§ **Testo estratto**
Italia - Trattativa Stato-mafia, la Corte d'assise d'appello assolve i carabinieri e Dell'Utri

Palermo, ribaltata la sentenza di primo grado: in appello i giudici riducono la pena al boss Bagarella, condannato il capomafia Cinà

Redazione 24/09/2021 09:17

La Corte d’assise d’appello di Palermo sul processo per la presunta trattativa Stato-mafia ha assolto tutti gli imputati principali ribaltando così la sentenza di primo grado: i giudici hanno assolto i carabinieri Mori, De Donno e Subranni. Stessa sentenza anche per Marcello Dell’Utri. In merito ai boss mafiosi, è stata confermata in appello la condanna a Cinà, prescritte le accuse a Brusca e pena ridotta per Leoluca Bagarella.
 
La sentenza della Corte d'assise d'appello
La sentenza della Corte d'assise d'appello di Palermo arriva dopo due anni e mezzo di dibattimento. Sentenza che è stata pronunciata secondo i principi che il presidente Pellino aveva delineato nel 2019, nel corso della prima udienza. "Può accadere che in un processo che riguarda fatti molto eclatanti la riscrittura di un pezzo di storia di un Paese sia un effetto inevitabile dei temi trattati e del lavoro delle parti processuali che hanno concorso a scavare nei fatti - le parole del presidente - ma lo scopo del processo d’appello è verificare la tenuta della decisione di primo grado sotto la lente d’ingrandimento dei motivi d’appello. Gli imputati non sono archetipi socio-criminologici, bensì persone in carne e ossa che saranno giudicate per ciò che hanno o non hanno fatto, se si tratta di reati. Questo è l’impegno della corte, e mi sento di rassicurare le parti".
 
La sentenza di primo grado
Il 20 aprile 2018 la Corte d'assise in primo grado aveva stabilito che la minaccia allo Stato avanzata da Cosa nostra con le stragi del 1992 e del 1993 era stata "veicolata" da uomini delle istituzioni rafforzando quindi quanto voluto dai boss. Da una parte i carabinieri del Ros, gli ex generali Antonio Subranni e Mario Mori, e l’ex colonnello Giuseppe De Donno; poi la figura dell'ex senatore Marcello Dell’Utri, che dal ’94 avrebbe veicolato il messaggio mafioso al nuovo governo con Silvio Berlusconi. Chiamato dai difensori di Dell'Utri a deporre, l'ex premier si è poi avvalso della facoltà di non rispondere poiché indagato nel procedimento connesso sui mandanti occulti delle stragi del 1993.

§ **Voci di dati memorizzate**
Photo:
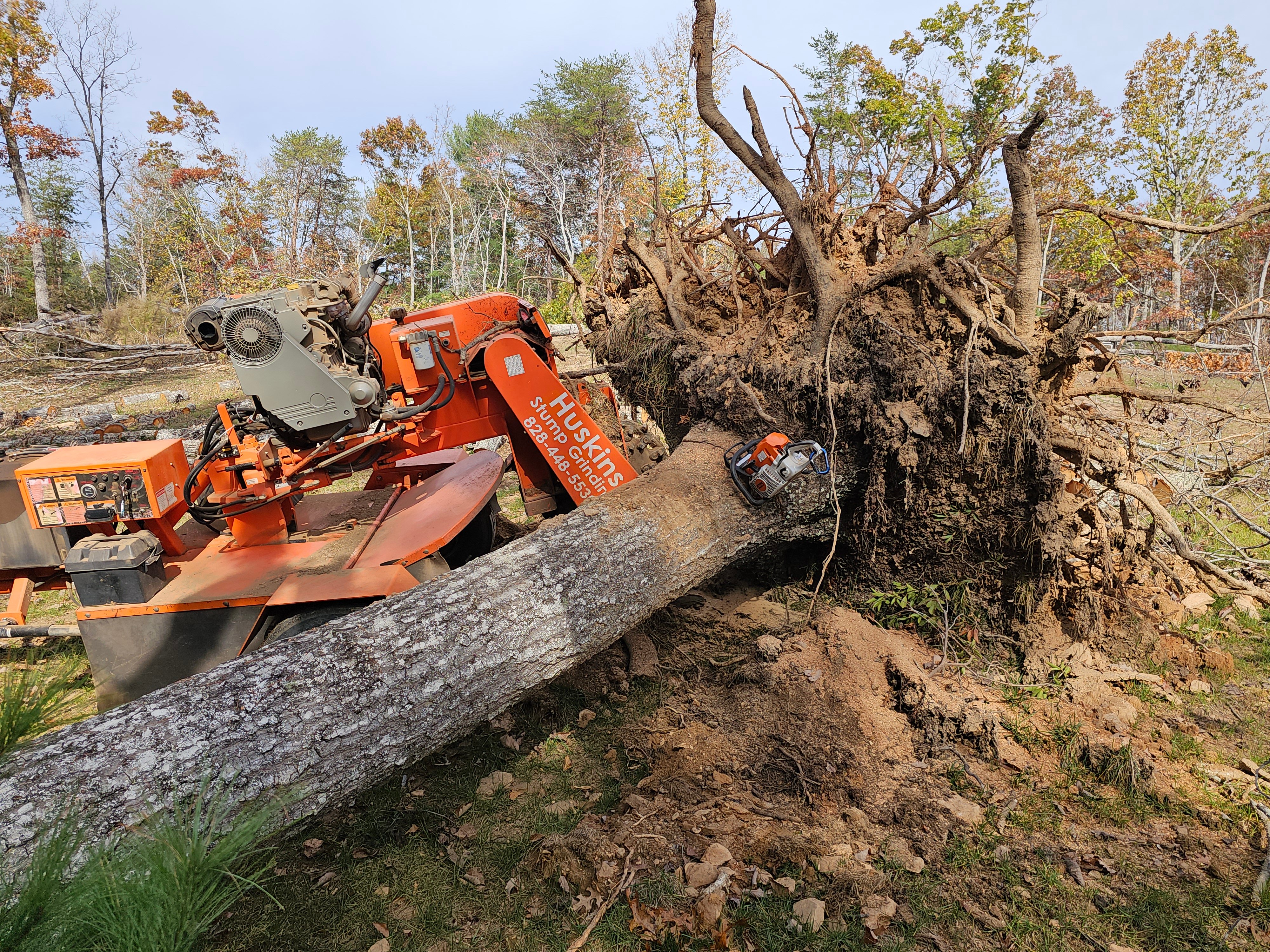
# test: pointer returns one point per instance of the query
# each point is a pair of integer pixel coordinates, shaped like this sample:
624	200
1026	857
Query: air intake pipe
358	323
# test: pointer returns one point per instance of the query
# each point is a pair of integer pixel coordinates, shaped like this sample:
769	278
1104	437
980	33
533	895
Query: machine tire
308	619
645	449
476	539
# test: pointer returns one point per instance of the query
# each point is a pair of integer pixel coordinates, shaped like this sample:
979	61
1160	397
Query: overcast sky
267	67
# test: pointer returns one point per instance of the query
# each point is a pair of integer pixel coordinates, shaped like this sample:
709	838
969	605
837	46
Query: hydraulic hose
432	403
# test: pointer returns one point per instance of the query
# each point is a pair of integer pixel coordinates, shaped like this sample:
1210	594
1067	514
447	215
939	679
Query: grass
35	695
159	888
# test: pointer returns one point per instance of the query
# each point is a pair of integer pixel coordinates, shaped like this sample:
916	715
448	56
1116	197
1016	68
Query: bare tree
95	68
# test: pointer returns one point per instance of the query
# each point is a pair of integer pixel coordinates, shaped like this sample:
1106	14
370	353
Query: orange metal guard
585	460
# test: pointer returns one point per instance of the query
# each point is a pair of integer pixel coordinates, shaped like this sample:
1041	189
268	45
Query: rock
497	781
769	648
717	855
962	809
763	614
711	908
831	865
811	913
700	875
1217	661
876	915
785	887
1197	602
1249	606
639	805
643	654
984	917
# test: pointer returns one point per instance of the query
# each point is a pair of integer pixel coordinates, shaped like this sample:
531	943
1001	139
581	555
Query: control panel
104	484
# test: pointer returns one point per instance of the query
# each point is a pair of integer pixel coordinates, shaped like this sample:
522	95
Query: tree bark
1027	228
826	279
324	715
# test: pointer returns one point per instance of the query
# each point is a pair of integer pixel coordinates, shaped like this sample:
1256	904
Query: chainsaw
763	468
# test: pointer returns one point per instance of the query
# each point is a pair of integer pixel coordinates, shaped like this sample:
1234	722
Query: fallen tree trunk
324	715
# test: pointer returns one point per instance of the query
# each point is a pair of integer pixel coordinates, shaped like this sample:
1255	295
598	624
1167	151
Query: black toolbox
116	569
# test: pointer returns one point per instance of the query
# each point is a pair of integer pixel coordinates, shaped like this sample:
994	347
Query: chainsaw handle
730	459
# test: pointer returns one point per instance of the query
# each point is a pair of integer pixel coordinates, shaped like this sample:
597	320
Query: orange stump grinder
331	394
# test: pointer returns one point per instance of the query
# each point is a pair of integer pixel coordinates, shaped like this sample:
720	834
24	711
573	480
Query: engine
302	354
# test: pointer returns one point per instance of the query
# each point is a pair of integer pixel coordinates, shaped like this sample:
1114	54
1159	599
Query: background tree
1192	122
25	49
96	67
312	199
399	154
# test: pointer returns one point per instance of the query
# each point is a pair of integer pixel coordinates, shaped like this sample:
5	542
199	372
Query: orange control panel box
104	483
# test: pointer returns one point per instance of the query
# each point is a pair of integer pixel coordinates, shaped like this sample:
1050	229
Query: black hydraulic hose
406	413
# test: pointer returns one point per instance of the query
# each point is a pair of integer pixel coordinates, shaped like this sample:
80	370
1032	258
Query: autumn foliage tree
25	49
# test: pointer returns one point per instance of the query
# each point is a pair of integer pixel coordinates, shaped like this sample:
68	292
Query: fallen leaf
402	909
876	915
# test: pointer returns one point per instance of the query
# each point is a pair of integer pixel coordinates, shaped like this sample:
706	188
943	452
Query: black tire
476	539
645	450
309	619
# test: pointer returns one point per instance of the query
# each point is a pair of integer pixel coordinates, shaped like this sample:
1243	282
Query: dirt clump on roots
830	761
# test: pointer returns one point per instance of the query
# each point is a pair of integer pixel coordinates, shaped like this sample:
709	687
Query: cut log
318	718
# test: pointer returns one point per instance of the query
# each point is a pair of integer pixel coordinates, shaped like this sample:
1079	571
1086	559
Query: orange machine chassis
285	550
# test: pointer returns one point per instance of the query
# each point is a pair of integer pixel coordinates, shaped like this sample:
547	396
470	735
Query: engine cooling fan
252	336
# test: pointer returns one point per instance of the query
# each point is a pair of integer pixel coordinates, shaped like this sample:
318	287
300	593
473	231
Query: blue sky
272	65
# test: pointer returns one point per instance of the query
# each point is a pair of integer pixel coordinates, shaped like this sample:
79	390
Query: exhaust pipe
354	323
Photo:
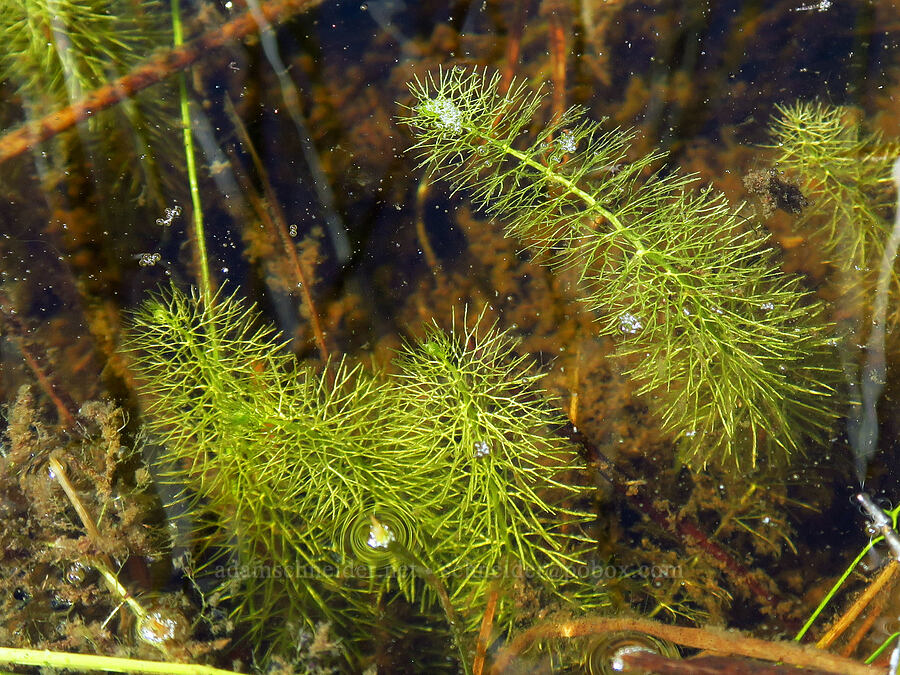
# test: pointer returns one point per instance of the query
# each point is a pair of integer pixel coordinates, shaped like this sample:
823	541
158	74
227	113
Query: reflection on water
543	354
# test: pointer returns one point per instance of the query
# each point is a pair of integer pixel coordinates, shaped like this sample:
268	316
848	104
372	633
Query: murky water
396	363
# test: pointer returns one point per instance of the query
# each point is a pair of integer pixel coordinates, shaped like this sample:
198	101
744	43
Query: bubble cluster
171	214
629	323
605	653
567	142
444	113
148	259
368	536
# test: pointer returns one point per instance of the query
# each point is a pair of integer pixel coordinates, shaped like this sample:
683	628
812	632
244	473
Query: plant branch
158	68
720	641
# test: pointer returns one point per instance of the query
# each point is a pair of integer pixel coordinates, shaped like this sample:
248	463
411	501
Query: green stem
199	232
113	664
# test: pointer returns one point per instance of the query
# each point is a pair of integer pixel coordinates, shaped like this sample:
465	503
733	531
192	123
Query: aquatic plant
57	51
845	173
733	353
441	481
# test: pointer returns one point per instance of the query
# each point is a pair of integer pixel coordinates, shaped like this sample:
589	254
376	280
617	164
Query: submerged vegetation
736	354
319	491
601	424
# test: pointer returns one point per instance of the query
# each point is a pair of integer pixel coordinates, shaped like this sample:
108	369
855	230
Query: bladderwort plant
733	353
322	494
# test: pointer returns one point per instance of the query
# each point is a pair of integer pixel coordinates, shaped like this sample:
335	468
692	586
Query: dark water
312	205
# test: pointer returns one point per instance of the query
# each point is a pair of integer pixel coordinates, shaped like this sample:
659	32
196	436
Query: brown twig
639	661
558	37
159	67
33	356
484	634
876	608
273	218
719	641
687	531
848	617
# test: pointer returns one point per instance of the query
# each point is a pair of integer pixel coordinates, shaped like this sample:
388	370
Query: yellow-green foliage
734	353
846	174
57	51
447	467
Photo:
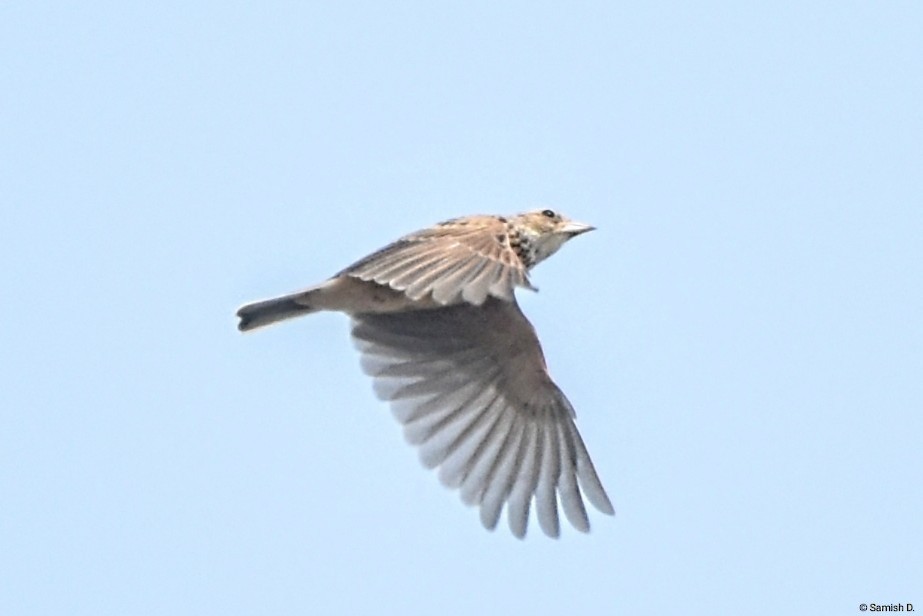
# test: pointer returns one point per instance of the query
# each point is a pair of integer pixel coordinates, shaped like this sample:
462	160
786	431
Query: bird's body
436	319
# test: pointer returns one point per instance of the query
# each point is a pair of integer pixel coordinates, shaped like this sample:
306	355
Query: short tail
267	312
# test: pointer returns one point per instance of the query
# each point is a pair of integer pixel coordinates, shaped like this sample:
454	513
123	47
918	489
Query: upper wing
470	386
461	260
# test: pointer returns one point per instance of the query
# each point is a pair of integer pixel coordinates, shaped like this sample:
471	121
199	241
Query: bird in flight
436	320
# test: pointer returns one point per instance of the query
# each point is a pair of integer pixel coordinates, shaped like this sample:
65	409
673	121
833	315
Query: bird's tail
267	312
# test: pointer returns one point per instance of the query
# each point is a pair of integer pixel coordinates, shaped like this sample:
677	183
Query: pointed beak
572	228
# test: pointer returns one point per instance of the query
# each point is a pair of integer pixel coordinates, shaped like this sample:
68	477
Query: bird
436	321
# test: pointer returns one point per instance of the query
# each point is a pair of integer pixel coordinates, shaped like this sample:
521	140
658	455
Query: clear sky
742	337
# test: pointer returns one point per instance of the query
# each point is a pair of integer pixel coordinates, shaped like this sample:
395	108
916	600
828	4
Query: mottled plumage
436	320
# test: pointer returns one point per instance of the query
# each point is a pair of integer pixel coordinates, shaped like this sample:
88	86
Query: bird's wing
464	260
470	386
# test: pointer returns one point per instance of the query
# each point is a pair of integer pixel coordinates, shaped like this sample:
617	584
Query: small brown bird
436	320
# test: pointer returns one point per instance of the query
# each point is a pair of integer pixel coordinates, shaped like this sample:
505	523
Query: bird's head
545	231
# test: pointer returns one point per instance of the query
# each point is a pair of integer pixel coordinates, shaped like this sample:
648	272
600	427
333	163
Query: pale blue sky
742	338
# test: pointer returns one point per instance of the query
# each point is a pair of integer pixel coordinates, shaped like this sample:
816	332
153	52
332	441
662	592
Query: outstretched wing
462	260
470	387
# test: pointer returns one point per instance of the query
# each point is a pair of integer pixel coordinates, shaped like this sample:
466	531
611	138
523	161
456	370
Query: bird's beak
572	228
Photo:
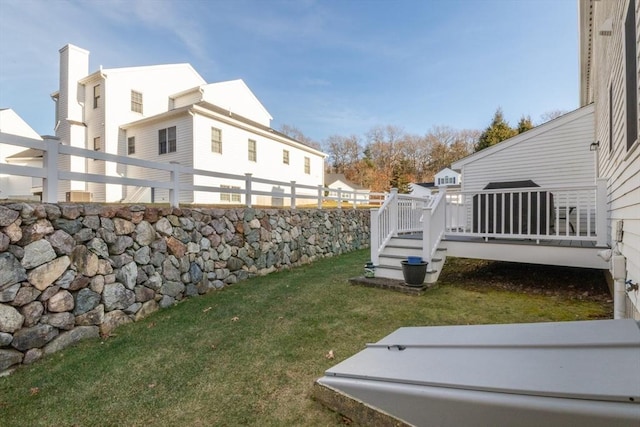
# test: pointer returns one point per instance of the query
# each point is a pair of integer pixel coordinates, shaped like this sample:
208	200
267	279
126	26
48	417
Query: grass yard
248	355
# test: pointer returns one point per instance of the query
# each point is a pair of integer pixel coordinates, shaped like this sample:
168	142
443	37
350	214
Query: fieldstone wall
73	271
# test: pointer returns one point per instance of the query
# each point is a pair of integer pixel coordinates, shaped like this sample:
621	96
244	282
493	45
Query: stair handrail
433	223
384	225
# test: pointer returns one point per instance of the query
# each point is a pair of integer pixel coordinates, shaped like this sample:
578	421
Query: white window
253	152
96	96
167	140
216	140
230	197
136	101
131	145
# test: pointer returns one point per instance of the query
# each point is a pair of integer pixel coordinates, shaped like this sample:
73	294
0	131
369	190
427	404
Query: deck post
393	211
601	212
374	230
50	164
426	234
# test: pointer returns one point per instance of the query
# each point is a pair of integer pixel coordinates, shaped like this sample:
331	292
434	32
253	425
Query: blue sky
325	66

§ **Istruzioni**
1. Trascrivi alla lettera il passo dell'articolo sulla trattativa Stato-mafia da "La Corte d’assise d’appello" fino a "ridotta per Leoluca Bagarella." compreso.
2. Secondo l'articolo sulla trattativa Stato-mafia, in che data si era pronunciata la Corte d'assise di primo grado?
3. Per favore, prosegui l'articolo sulla trattativa Stato-mafia dal punto in cui si interrompe.
Le voci riportate non servono per svolgere il lavoro.

§ **Elenco risposte**
1.
La Corte d’assise d’appello di Palermo sul processo per la presunta trattativa Stato-mafia ha assolto tutti gli imputati principali ribaltando così la sentenza di primo grado: i giudici hanno assolto i carabinieri Mori, De Donno e Subranni. Stessa sentenza anche per Marcello Dell’Utri. In merito ai boss mafiosi, è stata confermata in appello la condanna a Cinà, prescritte le accuse a Brusca e pena ridotta per Leoluca Bagarella.

2. Il 20 aprile 2018.

3.
 
La sentenza di primo grado aveva visto gli imputati tutti condannati: Mori e Subranni a 12 anni di carcere come dell’Utri, De Donno a 8, il boss Leoluca Bagarella (28 anni) e 12 anni per il medico legato a Cosa nostra Antonino Cinà. Tra gli imputati compariva anche un altro politico, l’ex ministro democristiano Calogero Mannino, che ha scelto il rito abbreviato ed è stato assolto "per non aver commesso il fatto" in tutti i gradi di giudizio.
 
La differenza tra i due verdetti
La prima sentenza che ha dichiarato colpevoli i vertici del Ros aveva la seguente motivazione: per i giudici la proposta di "trattativa" dei carabinieri a Ciancimino ebbe l’effetto di "far sorgere o quantomeno consolidare il proposito criminoso risoltosi nella minaccia formulata nei confronti del governo della Repubblica sotto forma di richieste di benefici, al cui ottenimento i mafiosi condizionavano la cessazione delle stragi".
Per i giudici della Corte d'assise d'appello, invece, l’iniziativa del Ros fu "un’operazione info-investigativa di polizia giudiziaria, realizzata attraverso la promessa di benefici personali al Ciancimino di assicurare, ove possibile, le richieste nell’esclusivo interesse di Ciancimino stesso; tale operazione si proponeva, mediante la sollecitazione a un’attività di infiltrazione in Cosa nostra del predetto Ciancimino, che ne avrebbe dovuto contattare i capi, il fine della cattura di Totò Riina, interrompendo così la stagione delle stragi".